_Work to be completed:_ Please restate each entry below, word for word.

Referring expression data
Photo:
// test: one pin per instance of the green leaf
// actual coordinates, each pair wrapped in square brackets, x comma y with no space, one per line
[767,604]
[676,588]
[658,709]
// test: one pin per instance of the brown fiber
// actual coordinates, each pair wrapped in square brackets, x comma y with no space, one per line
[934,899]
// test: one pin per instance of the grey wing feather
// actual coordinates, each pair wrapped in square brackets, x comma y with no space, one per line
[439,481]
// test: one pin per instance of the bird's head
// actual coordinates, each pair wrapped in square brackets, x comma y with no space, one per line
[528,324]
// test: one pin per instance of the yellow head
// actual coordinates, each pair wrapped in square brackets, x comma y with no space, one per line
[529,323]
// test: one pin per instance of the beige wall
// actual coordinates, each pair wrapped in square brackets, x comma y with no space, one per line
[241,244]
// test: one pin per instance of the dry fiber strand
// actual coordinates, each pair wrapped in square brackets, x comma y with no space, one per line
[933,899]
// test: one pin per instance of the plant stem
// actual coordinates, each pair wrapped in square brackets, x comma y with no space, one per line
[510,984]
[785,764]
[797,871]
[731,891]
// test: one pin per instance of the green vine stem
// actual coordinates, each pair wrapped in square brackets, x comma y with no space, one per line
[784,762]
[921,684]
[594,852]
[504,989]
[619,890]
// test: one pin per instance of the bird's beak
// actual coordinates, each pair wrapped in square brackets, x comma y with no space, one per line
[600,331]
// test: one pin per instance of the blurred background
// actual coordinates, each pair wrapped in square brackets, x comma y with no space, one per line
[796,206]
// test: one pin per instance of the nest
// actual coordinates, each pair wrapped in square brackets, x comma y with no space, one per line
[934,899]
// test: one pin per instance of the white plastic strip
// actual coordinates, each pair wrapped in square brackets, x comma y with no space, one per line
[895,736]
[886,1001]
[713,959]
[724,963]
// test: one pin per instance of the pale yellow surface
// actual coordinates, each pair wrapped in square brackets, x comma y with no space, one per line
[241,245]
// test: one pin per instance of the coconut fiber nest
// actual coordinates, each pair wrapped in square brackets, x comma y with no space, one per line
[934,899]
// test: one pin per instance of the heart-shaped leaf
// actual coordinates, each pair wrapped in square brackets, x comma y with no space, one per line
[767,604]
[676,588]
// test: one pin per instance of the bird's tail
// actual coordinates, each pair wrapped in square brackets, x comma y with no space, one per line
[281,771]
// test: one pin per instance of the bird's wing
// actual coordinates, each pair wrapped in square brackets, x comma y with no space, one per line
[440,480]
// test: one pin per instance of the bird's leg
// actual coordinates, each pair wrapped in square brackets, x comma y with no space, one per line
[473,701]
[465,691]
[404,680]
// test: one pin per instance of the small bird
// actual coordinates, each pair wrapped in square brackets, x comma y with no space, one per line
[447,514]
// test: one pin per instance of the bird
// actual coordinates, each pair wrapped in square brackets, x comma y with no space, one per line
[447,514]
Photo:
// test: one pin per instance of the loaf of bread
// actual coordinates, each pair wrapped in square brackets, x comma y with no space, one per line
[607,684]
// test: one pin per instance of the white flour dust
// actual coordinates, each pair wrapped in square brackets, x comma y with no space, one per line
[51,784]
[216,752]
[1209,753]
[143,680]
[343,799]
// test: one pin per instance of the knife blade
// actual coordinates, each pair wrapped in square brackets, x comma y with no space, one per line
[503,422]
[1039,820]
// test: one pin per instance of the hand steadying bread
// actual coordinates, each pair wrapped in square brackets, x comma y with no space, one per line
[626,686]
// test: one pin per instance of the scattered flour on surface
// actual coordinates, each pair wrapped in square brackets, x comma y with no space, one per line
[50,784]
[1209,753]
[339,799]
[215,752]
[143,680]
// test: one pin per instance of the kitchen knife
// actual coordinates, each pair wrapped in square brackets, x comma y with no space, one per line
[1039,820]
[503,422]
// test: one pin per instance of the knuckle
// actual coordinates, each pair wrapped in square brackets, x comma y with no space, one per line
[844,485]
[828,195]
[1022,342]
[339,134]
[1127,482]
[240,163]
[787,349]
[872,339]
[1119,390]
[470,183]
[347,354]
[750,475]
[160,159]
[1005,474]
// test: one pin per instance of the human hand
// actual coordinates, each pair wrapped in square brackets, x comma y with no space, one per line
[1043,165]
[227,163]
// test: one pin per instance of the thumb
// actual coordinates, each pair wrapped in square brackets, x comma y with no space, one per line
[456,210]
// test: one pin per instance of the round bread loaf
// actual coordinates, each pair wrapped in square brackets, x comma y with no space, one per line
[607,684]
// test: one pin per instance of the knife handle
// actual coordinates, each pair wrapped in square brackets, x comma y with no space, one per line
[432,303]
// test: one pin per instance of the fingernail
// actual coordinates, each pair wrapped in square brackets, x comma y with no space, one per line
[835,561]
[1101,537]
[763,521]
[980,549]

_Exercise result:_
Photo:
// test: one pin per instance of the green leaf
// actual coordinates, each pair wrapped in square brackets, x comma y with no space, one per line
[767,604]
[676,588]
[658,709]
// test: one pin per instance of the brown fiber
// actual coordinates, each pair wrapped in square brackets, x comma y with no space, one per line
[934,899]
// test: one pin per instance of the grey wing feather
// actual coordinates, each pair wrapped in square brackets, x comma y with no space, one per line
[439,481]
// test: one pin per instance of the bird's head
// actual coordinates, each pair wrapped in square brackets, x comma y with no space, one per line
[528,324]
// test: one pin per instance of the yellow head
// actual coordinates, each pair wrapped in square brackets, x comma y with no space, one per line
[529,323]
// test: one pin per instance of the beige wall
// actual coordinates, each pair wrapped in square brackets, x comma y with no space, one per line
[241,244]
// test: one pin per instance of the dry fiber strand
// actual coordinates, each pair wrapped in square brackets, x comma y with no space, one per line
[933,899]
// test: one pin per instance of the plant stem
// actual coordinates, each pair wrapped in square brackets, x comma y with no space, one per line
[510,984]
[785,764]
[797,871]
[731,891]
// test: one pin per instance of the green vine stem
// actual coordinates, each pair wrapped in square brackets, x comma y with no space, one per line
[784,762]
[921,684]
[594,852]
[504,989]
[619,890]
// test: one pin per instance of the bird's beak
// actual coordinates, each pair wrapped in square brackets, x comma y with no space, one per line
[600,331]
// test: one pin per instance of the blurred background
// actual coordinates, each pair wrapped in square brackets, x comma y with no space, one per line
[796,206]
// test: one pin per instance of the nest
// actual coordinates, each pair wrapped in square brackets, x comma y with no space, one per line
[934,899]
// test: one pin per instance of the white plastic strip
// actual coordinates, each pair wrapped in square brackets, x comma y with no space, one per line
[895,736]
[886,1001]
[713,959]
[724,963]
// test: one pin per instance of the pale yellow surface
// actual coordinates, each pair wrapped in square brackets, x comma y with no space, one per line
[241,245]
// test: one pin per instance of the coconut fiber nest
// actual coordinates, each pair wrapped in square brackets, x comma y with no space, one per line
[934,899]
// test: one pin per instance of the heart-shaped leaf
// actual coordinates, each pair wrapped in square brackets, x comma y with no space, one per line
[767,604]
[676,588]
// test: one pin per instance of the bird's tail
// actual coordinates, each pair wrapped in square brackets, x comma y with no space, one per line
[281,771]
// test: one pin per instance of the bird's wing
// actual coordinates, each pair wrapped in square brackets, x comma y with no space, one per line
[440,480]
// test: one pin per instance of the bird's leg
// actual coordinates, each pair wrapped in square brackets, x comma y with no space, one per line
[473,701]
[465,691]
[404,680]
// test: one pin per instance of the small bird
// actual coordinates, each pair wrapped in square brackets, x comma y with no space, one per line
[447,514]
// test: one pin per instance of the bird
// actual coordinates, each pair wrapped in square brackets, x comma y with no space, one per line
[447,514]
Photo:
// test: one pin per instance of the loaf of bread
// actual coordinates, each pair wrapped in square brackets, x comma y with no space, one per line
[607,684]
// test: one pin per instance of the white flour dust
// actual coordinates, each pair wrapped in square brackets, x comma y with no space, one per line
[51,784]
[216,752]
[1209,753]
[143,680]
[343,799]
// test: one pin per instance of the knife blade
// actual coordinates, each pair wrapped in square brackets, x comma y with no space, one per line
[503,422]
[1039,820]
// test: one pin per instance of the hand steadying bread
// actual coordinates, each pair wrapped in square brackets, x comma y with no space, one per line
[626,686]
// test: one pin per instance of the scattered flour on surface
// actual coordinates, each pair wrapped in square brackets, x comma y with no space, one per line
[50,784]
[1209,753]
[339,799]
[215,752]
[143,680]
// test: one pin per instance of the kitchen knife
// actual coordinates, each pair wrapped in square brackets, x comma y with no space, one per line
[1039,820]
[503,422]
// test: one pin per instance of the knuckle
// actual coordinates, each pair wrapped in square brackets, x comma y with no space, one per line
[844,485]
[828,195]
[1022,342]
[339,134]
[1127,482]
[240,163]
[787,349]
[872,339]
[1119,390]
[470,183]
[347,354]
[750,475]
[160,159]
[1005,474]
// test: one pin per instance of the human hand
// actual coordinates, each pair wrapped in square brackets, x comma y with no space, one per line
[1043,165]
[227,163]
// test: one pin per instance of the thumb
// actual coordinates, each pair wrapped in square brackets, x comma y with no space, one per line
[456,210]
// test: one pin per instance of the round bread loaf
// actual coordinates, each pair wrapped in square brackets, x comma y with no space, one per line
[607,684]
// test: one pin per instance of the knife handle
// actual coordinates, each pair wrapped in square brackets, x comma y with no space, one per line
[432,303]
// test: one pin per instance of the fingernail
// actual coordinates, each pair wrapped in square brackets, x comma y with no space, one per line
[835,561]
[1101,537]
[763,521]
[980,549]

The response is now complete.